> Document excerpt
There is little demonstrated evidence of health benefits from access to ‘improved’ stoves and clean fuels

Around three billion of the world’s poorest people have to burn firewood, animal dung, crop waste and coal to cook food and heat homes, using traditional stoves and open fires. The health-damaging smoke that results is estimated to cause some four million premature deaths each year, principally of women and children.

Although many governments, multinational companies and nongovernment organisations were promoting access to improved stoves and clean fuels, “there is little demonstrated evidence of health benefits from most of these programmes or technologies,” according to a report published this week in the journal PLoS Medicine.

The report by William Martin II, an associate director at the National Institutes of Health in the U.S., and others arose from an international meeting of experts to address gaps in the current evidence on the health effects of household air pollution and unsafe stoves.

As momentum to improve stoves and household air quality was growing rapidly, evaluation of the impact of such interventions on health was both urgent and essential, their report noted.

“Programmes to introduce clean cook-stoves cannot simply assume that these so-called improved stoves will be accepted by the household or that they will benefit health.”

Foregoing a thorough evaluation during the initial stages of implementation and scale-up, particularly of the stove’s acceptability and performance in everyday use, carried the risk that such programmes would not improve health.

A recent trial carried out in Guatemala had suggested that stoves must at least halve smoke exposure to substantially improve health. “If this finding is replicated in future studies, the daunting task ahead is to facilitate access to cleaner-burning stoves and fuels that are affordable, acceptable to families, and scalable to hundreds of millions of households.”

Not only must the improved stove or fuel intervention achieve a large and sustainable reduction in household air pollution, but families should be willing to more or less exclusively use the new stove or fuel.

In order to produce the desired health benefits, programmes that sought to curb such air pollution required evidence-based technology and delivery mechanisms as well as robust, well-resourced, transparent and timely evaluation, it added.

> Information shown
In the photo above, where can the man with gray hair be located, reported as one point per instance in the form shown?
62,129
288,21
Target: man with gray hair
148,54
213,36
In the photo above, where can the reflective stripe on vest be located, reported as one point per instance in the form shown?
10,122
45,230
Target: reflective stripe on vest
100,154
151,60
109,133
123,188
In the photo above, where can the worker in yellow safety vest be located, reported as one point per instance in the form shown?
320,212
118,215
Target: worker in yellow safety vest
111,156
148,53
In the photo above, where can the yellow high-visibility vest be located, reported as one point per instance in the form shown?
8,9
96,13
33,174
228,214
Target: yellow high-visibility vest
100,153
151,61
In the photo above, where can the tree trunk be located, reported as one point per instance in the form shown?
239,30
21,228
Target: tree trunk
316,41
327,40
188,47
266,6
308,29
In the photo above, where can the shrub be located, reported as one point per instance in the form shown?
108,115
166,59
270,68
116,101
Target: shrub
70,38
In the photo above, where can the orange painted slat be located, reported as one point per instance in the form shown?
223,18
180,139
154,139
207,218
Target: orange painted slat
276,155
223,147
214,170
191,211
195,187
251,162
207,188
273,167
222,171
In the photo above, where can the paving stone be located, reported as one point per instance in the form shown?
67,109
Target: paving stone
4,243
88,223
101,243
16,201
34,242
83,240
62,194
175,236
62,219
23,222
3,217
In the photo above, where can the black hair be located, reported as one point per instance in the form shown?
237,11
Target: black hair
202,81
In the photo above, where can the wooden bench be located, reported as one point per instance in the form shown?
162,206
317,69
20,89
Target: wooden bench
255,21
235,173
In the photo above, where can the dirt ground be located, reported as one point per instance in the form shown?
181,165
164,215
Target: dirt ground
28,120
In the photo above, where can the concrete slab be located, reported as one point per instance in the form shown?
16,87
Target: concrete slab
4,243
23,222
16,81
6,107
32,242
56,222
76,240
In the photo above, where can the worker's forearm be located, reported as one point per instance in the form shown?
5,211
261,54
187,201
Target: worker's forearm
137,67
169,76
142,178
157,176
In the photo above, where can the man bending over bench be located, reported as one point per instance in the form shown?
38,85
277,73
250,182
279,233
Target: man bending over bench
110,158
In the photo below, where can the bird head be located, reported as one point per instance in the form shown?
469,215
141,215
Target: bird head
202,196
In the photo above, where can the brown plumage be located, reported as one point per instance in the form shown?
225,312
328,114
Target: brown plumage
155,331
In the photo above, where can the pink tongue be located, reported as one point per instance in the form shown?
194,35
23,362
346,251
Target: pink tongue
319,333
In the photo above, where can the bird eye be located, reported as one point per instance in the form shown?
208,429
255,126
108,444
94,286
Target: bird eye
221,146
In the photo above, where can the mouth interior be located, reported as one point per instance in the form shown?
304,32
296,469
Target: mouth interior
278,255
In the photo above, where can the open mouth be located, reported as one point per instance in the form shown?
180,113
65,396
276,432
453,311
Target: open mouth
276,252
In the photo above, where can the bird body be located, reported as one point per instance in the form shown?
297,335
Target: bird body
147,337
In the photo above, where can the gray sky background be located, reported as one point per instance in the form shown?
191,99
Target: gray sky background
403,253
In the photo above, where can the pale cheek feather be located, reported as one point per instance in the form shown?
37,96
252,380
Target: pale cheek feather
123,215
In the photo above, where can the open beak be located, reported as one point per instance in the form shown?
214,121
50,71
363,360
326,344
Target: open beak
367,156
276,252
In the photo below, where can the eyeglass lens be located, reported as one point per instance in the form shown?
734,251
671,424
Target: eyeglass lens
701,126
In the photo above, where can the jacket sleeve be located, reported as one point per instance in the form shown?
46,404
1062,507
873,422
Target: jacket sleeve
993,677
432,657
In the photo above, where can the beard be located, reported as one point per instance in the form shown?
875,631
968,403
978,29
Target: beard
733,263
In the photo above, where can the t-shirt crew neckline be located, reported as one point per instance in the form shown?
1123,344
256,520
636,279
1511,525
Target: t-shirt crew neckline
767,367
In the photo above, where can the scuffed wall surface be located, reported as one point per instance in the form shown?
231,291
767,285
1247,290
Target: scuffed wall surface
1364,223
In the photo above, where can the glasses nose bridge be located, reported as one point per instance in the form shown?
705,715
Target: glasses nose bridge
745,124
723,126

> Activities
#1 In the article on improved stoves, how much did the Guatemala trial suggest stoves must cut smoke exposure to substantially improve health?
#2 Retype the part of the article on improved stoves that opens with the words containing "As momentum to" and closes with "their report noted.".
The items are separate material from the article on improved stoves.

> Results
#1 Stoves must at least halve smoke exposure.

#2
As momentum to improve stoves and household air quality was growing rapidly, evaluation of the impact of such interventions on health was both urgent and essential, their report noted.